- [Task goal]: Which lines in the entries below contain the word "green"? Pick out each one and copy it in full.

- [Records shown]:
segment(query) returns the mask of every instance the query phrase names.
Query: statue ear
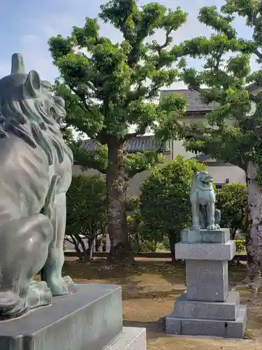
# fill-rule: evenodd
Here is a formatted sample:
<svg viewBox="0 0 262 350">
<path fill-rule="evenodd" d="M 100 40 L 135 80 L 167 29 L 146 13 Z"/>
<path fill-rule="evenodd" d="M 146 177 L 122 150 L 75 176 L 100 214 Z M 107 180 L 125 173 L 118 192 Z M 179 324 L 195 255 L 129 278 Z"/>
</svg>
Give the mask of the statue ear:
<svg viewBox="0 0 262 350">
<path fill-rule="evenodd" d="M 31 97 L 36 97 L 42 89 L 42 83 L 39 74 L 36 71 L 30 71 L 24 82 L 24 89 Z"/>
</svg>

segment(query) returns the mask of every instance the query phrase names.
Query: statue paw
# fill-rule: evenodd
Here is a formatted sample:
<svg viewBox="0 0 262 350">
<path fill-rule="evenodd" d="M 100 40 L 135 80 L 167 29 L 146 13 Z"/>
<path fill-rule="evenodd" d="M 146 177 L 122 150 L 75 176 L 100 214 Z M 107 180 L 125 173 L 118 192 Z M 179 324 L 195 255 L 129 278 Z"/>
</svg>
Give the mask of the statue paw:
<svg viewBox="0 0 262 350">
<path fill-rule="evenodd" d="M 207 227 L 207 230 L 217 230 L 217 225 L 210 225 L 209 226 Z"/>
<path fill-rule="evenodd" d="M 192 226 L 190 227 L 190 230 L 199 231 L 200 230 L 201 230 L 201 227 L 199 226 L 199 225 L 192 225 Z"/>
</svg>

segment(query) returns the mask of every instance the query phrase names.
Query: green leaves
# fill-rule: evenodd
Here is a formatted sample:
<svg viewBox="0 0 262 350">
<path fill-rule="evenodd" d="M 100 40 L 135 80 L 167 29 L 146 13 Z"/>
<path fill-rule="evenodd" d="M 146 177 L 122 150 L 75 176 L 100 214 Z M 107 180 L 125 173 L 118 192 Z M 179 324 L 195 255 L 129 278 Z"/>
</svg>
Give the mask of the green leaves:
<svg viewBox="0 0 262 350">
<path fill-rule="evenodd" d="M 189 192 L 195 171 L 205 165 L 177 156 L 162 167 L 153 168 L 141 185 L 140 215 L 147 237 L 161 241 L 165 235 L 179 237 L 190 225 Z"/>
<path fill-rule="evenodd" d="M 61 74 L 57 90 L 66 100 L 66 122 L 99 141 L 102 132 L 106 144 L 112 136 L 124 140 L 131 125 L 138 125 L 139 135 L 164 118 L 152 100 L 161 86 L 179 78 L 173 66 L 177 55 L 166 48 L 187 14 L 157 3 L 140 7 L 136 0 L 112 0 L 99 15 L 122 32 L 122 43 L 99 36 L 97 19 L 89 18 L 82 28 L 74 27 L 71 36 L 58 35 L 48 43 Z M 166 42 L 148 45 L 159 29 L 166 31 Z"/>
<path fill-rule="evenodd" d="M 251 74 L 250 62 L 251 55 L 262 62 L 262 22 L 256 1 L 225 2 L 220 11 L 215 6 L 200 10 L 199 20 L 212 29 L 210 38 L 185 41 L 176 48 L 184 56 L 184 81 L 199 92 L 205 103 L 214 107 L 206 115 L 205 123 L 194 126 L 180 123 L 178 132 L 181 138 L 187 136 L 187 149 L 204 152 L 246 170 L 248 161 L 257 161 L 255 154 L 262 146 L 258 132 L 262 122 L 262 95 L 247 88 L 247 83 L 254 82 L 259 89 L 262 83 L 261 69 Z M 253 28 L 252 41 L 238 38 L 232 27 L 234 15 L 245 17 L 247 24 Z M 203 69 L 196 71 L 187 66 L 187 56 L 203 59 Z M 256 104 L 253 114 L 252 104 Z"/>
<path fill-rule="evenodd" d="M 245 185 L 231 183 L 217 190 L 217 207 L 221 210 L 221 227 L 245 231 L 247 190 Z"/>
</svg>

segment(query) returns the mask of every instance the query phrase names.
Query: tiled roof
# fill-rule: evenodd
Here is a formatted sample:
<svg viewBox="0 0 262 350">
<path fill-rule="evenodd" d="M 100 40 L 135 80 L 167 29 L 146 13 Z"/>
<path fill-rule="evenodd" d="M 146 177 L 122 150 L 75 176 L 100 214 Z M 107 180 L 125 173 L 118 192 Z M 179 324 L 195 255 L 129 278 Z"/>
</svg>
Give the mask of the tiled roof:
<svg viewBox="0 0 262 350">
<path fill-rule="evenodd" d="M 187 101 L 187 113 L 208 112 L 210 111 L 212 111 L 216 105 L 214 102 L 209 104 L 205 104 L 201 99 L 199 92 L 194 90 L 188 89 L 161 90 L 160 102 L 164 96 L 174 92 L 182 94 Z"/>
<path fill-rule="evenodd" d="M 94 150 L 98 144 L 96 140 L 87 140 L 85 144 L 88 150 Z M 134 137 L 124 144 L 124 148 L 130 153 L 140 152 L 147 150 L 159 150 L 159 141 L 154 139 L 154 136 L 140 136 Z M 160 149 L 160 151 L 166 151 L 167 148 Z"/>
</svg>

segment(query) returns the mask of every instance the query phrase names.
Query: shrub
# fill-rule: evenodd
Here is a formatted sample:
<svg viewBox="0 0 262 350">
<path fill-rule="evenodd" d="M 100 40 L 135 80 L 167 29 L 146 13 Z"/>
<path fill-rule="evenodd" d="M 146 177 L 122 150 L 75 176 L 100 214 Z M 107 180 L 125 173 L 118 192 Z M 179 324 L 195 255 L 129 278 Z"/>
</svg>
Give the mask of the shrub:
<svg viewBox="0 0 262 350">
<path fill-rule="evenodd" d="M 230 227 L 232 238 L 238 229 L 245 231 L 247 190 L 245 185 L 224 185 L 216 191 L 217 206 L 221 210 L 221 227 Z"/>
<path fill-rule="evenodd" d="M 140 216 L 145 240 L 168 237 L 173 258 L 181 230 L 190 225 L 190 188 L 194 172 L 206 166 L 195 160 L 176 158 L 152 169 L 141 184 Z"/>
<path fill-rule="evenodd" d="M 66 235 L 77 251 L 89 260 L 94 240 L 106 223 L 106 187 L 98 175 L 73 176 L 66 194 Z M 87 248 L 84 239 L 88 241 Z"/>
</svg>

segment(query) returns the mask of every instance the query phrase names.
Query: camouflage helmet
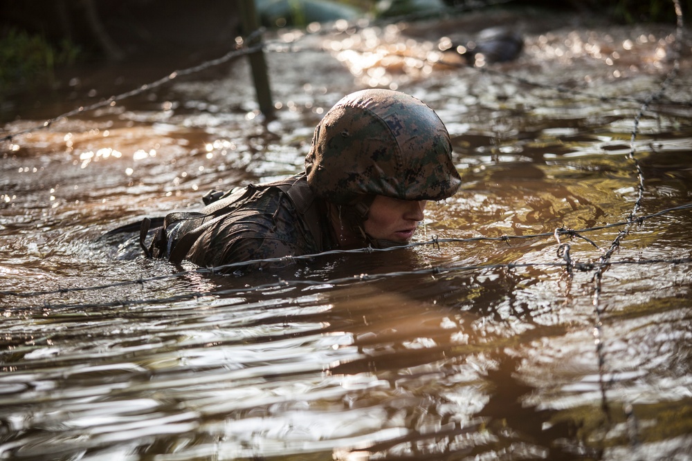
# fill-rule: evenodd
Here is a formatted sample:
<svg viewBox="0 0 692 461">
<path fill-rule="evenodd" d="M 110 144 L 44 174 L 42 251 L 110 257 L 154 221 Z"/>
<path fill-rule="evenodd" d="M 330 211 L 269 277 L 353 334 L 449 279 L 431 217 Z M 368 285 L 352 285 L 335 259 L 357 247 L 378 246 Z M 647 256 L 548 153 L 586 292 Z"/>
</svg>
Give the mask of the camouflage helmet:
<svg viewBox="0 0 692 461">
<path fill-rule="evenodd" d="M 461 178 L 449 135 L 421 101 L 391 90 L 363 90 L 339 101 L 315 129 L 305 158 L 318 196 L 352 205 L 363 196 L 442 200 Z"/>
</svg>

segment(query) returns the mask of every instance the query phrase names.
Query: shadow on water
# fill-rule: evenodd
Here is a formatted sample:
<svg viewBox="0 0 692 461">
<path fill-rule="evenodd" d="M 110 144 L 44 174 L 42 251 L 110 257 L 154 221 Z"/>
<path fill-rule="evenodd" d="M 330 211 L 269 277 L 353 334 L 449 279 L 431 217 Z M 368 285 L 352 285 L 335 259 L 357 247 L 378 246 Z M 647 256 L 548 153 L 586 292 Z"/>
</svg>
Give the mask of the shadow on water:
<svg viewBox="0 0 692 461">
<path fill-rule="evenodd" d="M 486 71 L 439 54 L 475 13 L 282 32 L 305 49 L 268 55 L 266 126 L 237 61 L 2 144 L 0 459 L 685 459 L 689 45 L 630 144 L 671 28 L 503 15 L 525 51 Z M 322 115 L 371 84 L 453 138 L 464 184 L 419 245 L 221 275 L 104 237 L 299 171 Z M 664 212 L 628 223 L 637 166 L 637 216 Z"/>
</svg>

- [Task result]:
Query: green leaves
Give the mask of the green leaves:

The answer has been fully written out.